■ **Job**: Retype the material below line for line, leaving out the pictures.

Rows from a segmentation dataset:
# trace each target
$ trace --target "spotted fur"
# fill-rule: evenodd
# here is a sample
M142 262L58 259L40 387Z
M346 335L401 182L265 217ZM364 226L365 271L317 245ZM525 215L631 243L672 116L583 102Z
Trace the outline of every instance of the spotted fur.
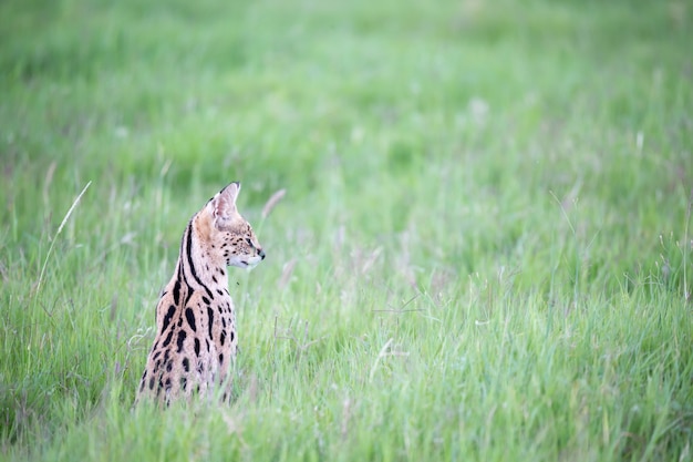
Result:
M176 269L156 307L156 337L137 401L169 403L230 382L238 337L226 269L254 267L265 258L236 208L239 191L239 183L221 189L185 228Z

■ **The response**:
# trace each target
$ trace --target "spotted fur"
# fill-rule: evenodd
# here is a sample
M142 262L58 259L40 387Z
M346 335L401 182L265 217ZM364 226L365 271L317 245ZM525 215L631 243L672 116L583 102Z
Trace the outline of every instance of the spotted fur.
Result:
M176 269L156 307L156 337L137 401L169 403L230 382L238 337L226 269L254 267L265 258L236 208L239 191L239 183L221 189L185 228Z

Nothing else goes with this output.